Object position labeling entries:
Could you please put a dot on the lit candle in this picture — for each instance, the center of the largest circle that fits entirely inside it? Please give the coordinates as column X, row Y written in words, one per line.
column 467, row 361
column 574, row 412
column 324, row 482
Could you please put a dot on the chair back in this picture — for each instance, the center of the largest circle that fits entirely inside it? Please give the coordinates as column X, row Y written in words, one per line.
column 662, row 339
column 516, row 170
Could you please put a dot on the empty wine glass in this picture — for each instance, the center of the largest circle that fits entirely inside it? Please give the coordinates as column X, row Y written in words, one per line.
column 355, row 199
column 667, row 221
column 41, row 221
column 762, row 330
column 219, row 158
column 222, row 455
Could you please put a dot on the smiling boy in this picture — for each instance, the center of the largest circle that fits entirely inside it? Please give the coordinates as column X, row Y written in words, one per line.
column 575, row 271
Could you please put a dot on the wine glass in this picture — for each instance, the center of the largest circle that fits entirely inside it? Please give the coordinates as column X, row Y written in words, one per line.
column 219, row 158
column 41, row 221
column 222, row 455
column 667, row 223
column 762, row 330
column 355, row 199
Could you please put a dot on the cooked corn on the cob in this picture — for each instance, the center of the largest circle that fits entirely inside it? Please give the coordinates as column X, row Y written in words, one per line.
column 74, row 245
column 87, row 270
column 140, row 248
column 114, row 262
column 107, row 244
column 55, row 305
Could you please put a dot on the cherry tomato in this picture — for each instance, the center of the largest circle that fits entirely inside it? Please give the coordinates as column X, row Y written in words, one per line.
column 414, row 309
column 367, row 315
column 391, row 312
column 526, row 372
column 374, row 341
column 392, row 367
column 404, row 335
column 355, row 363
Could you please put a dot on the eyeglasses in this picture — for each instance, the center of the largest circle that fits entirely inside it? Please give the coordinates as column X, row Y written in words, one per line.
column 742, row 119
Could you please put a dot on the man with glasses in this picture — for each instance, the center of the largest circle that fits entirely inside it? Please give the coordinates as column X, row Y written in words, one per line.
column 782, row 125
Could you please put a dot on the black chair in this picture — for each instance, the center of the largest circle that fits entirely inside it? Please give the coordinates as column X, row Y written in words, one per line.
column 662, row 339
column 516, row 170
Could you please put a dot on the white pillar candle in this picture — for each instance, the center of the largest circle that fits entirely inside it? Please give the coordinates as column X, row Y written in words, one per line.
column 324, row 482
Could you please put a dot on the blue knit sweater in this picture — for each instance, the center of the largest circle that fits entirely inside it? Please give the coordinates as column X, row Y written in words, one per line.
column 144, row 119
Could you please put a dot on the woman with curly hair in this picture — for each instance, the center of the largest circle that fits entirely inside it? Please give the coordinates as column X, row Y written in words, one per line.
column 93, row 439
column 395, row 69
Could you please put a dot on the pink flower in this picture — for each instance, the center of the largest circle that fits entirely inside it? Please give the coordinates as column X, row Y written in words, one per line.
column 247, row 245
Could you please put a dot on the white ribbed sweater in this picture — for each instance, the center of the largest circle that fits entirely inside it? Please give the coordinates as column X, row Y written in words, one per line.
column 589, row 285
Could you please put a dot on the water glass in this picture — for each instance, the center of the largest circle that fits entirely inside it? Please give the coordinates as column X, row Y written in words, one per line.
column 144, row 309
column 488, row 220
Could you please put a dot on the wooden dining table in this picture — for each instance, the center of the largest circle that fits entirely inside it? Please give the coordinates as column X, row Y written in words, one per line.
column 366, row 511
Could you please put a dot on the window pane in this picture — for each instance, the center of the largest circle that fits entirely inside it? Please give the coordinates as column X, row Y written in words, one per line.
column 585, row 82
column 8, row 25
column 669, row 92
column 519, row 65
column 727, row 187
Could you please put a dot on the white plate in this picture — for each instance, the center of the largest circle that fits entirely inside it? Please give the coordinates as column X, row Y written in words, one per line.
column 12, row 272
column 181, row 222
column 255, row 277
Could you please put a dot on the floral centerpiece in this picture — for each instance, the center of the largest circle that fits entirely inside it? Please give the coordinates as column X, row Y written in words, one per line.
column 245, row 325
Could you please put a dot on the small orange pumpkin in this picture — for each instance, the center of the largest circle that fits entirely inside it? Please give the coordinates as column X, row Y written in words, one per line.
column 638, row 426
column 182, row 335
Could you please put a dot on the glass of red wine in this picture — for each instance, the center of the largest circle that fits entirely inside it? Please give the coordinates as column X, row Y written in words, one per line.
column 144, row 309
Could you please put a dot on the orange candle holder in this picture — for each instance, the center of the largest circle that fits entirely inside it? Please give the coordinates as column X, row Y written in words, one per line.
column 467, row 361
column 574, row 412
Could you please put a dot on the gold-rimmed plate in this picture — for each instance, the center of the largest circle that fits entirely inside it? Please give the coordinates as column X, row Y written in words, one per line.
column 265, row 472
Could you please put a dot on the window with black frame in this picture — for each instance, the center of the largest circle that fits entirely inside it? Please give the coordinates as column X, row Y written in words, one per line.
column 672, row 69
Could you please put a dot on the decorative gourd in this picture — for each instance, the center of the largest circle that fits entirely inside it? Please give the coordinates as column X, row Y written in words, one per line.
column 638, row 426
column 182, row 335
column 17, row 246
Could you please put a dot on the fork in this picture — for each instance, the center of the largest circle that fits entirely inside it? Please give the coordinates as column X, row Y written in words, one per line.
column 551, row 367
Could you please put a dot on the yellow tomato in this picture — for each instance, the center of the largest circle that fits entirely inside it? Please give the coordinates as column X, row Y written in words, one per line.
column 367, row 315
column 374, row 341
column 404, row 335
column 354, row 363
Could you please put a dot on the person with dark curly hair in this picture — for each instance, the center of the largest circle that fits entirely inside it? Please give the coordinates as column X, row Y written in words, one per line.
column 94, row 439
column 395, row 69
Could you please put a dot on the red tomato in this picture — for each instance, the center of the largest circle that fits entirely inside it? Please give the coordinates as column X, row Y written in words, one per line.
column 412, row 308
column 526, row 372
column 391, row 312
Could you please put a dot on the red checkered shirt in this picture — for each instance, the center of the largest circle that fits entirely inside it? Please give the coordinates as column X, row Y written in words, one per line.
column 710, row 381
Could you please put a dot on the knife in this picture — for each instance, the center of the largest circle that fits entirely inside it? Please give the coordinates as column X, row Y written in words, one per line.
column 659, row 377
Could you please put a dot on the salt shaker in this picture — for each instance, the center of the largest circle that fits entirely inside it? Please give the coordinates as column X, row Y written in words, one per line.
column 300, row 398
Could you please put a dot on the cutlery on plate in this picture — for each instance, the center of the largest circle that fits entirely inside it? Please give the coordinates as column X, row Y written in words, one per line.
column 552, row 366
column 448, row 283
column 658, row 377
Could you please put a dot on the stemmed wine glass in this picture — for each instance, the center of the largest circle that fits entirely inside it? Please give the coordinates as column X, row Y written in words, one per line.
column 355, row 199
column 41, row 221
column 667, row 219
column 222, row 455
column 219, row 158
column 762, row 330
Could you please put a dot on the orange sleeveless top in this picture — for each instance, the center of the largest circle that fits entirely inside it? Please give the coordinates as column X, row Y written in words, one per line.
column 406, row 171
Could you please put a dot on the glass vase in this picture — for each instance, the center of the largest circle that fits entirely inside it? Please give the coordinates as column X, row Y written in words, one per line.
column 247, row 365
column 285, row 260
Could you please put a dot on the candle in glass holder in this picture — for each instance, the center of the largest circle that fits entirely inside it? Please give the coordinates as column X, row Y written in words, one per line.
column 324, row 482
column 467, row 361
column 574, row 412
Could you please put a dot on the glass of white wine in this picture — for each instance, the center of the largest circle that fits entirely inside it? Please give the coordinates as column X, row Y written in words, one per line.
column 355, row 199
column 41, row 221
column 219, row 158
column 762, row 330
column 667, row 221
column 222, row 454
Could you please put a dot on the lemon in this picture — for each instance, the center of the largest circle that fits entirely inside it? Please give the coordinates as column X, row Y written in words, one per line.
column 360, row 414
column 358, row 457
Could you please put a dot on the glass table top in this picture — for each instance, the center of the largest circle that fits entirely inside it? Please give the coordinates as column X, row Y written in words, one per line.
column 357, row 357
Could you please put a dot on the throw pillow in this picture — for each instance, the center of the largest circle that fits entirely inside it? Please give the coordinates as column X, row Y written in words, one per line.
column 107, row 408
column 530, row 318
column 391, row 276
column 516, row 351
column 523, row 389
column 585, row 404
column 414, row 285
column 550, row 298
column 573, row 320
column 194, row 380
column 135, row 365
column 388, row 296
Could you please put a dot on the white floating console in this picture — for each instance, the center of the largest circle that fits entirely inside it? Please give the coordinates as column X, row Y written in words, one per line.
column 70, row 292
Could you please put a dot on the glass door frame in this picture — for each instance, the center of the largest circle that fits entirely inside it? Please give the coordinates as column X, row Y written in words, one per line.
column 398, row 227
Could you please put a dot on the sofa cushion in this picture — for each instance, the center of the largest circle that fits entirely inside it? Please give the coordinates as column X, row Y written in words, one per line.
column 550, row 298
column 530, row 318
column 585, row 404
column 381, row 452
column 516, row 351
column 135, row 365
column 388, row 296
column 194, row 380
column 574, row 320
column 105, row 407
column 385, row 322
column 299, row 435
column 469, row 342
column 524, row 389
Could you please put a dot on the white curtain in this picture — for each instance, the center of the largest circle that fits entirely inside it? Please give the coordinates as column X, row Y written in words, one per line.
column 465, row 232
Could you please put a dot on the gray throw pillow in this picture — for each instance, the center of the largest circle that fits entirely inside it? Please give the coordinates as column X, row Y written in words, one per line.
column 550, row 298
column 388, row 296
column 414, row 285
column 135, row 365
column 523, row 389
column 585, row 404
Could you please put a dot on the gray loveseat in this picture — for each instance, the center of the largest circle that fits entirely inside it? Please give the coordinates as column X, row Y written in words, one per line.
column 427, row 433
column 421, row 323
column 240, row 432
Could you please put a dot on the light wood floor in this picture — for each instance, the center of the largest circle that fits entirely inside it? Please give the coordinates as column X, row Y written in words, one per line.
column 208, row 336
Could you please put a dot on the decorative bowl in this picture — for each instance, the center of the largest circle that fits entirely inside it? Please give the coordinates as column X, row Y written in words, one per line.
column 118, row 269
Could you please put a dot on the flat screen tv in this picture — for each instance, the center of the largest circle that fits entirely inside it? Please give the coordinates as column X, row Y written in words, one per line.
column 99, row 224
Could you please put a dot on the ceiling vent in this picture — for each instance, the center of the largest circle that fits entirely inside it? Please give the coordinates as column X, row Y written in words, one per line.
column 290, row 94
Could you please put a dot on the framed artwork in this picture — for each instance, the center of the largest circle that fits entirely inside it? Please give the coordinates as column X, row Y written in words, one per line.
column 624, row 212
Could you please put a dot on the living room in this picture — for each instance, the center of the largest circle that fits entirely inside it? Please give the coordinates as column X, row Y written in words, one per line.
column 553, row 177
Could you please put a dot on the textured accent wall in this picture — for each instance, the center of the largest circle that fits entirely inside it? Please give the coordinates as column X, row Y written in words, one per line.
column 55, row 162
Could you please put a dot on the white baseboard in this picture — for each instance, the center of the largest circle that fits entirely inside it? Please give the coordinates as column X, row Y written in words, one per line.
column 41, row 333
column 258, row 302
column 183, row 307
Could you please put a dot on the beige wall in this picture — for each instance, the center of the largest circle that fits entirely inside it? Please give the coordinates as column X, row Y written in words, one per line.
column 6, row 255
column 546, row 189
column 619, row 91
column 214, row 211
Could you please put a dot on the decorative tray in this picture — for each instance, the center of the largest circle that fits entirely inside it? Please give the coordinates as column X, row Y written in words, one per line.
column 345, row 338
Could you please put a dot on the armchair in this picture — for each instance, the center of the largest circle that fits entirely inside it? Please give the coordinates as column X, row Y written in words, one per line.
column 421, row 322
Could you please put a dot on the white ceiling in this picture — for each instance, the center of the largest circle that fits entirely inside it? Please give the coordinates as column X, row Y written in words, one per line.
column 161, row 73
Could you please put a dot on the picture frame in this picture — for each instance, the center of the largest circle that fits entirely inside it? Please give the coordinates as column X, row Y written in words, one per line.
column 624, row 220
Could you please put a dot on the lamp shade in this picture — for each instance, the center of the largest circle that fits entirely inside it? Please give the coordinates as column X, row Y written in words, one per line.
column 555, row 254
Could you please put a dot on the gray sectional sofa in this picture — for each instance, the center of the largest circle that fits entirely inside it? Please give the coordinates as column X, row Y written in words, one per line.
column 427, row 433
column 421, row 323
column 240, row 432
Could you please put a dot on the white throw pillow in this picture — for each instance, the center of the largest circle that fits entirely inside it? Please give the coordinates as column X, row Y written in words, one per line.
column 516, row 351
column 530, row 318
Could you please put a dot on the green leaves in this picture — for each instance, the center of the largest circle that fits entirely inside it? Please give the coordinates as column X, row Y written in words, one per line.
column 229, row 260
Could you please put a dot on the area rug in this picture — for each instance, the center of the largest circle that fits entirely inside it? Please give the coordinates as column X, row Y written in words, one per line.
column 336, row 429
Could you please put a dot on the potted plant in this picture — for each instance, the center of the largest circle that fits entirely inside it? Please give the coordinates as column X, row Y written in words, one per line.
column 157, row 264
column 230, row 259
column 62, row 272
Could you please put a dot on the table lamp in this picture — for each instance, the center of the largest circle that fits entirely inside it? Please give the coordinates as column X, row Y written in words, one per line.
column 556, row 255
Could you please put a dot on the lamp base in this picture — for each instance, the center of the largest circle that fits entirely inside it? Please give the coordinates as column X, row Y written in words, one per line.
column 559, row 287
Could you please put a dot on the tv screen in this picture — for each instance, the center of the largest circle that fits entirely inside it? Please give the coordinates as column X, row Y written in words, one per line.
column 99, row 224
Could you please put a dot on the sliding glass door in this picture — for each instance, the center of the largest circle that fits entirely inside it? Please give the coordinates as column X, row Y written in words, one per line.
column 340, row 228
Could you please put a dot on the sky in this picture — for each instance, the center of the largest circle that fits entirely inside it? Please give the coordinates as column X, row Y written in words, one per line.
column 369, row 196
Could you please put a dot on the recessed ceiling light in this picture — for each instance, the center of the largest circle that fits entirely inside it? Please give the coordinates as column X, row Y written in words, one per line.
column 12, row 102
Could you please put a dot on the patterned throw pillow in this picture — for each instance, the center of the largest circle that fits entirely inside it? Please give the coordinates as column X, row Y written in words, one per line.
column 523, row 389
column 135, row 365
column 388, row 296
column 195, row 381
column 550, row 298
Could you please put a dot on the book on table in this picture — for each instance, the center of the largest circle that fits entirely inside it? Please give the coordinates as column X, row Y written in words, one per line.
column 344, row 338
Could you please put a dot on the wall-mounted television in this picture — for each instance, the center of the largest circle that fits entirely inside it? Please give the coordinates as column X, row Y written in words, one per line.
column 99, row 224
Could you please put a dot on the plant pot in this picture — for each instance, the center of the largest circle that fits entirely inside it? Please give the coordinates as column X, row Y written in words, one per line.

Task requirements: Begin with the line that contains "Could you please put a dot on the sliding" and end with the last line of the records; set down every line in that span exactly, and nothing else.

Task answer:
Could you please put a dot on the sliding glass door in this picture — for each instance, the center of the largest circle that fits entirely inside it? Please give the coordinates as column X, row Y written in words, one per line.
column 340, row 228
Could you please put a dot on the sky in this picture — for each instance, the center of the largest circle that fits entirely inside it? Please give the coordinates as column X, row Y written in words, one per line.
column 369, row 196
Could you please put a dot on the recessed ceiling light in this picture — for each instance, the center of the largest circle that fits entirely inside it? Please give the coordinates as column X, row Y written in words, one per line.
column 12, row 102
Could you please put a dot on the patterned throw pillow in this picture — for each instance, the center of the largest circle that fits entirely inside it? Please give the coordinates as column X, row Y written in words, one per line.
column 523, row 389
column 135, row 365
column 388, row 296
column 195, row 381
column 550, row 298
Could you please put a dot on the book on table in this picture — for each instance, the center of the largest circle that fits entirely inside it? Please give the coordinates as column X, row Y written in words, one per line.
column 344, row 338
Could you please put a dot on the wall-mounted television in this picture — for each instance, the center of the largest circle that fits entirely inside it? Please give the coordinates as column X, row Y written in words, one per line.
column 99, row 224
Could you please put a dot on the plant pot in this picture — for each instance, the center of the largest circle that fits entirely inside it? Please give the coordinates as column X, row Y written in words, one per line.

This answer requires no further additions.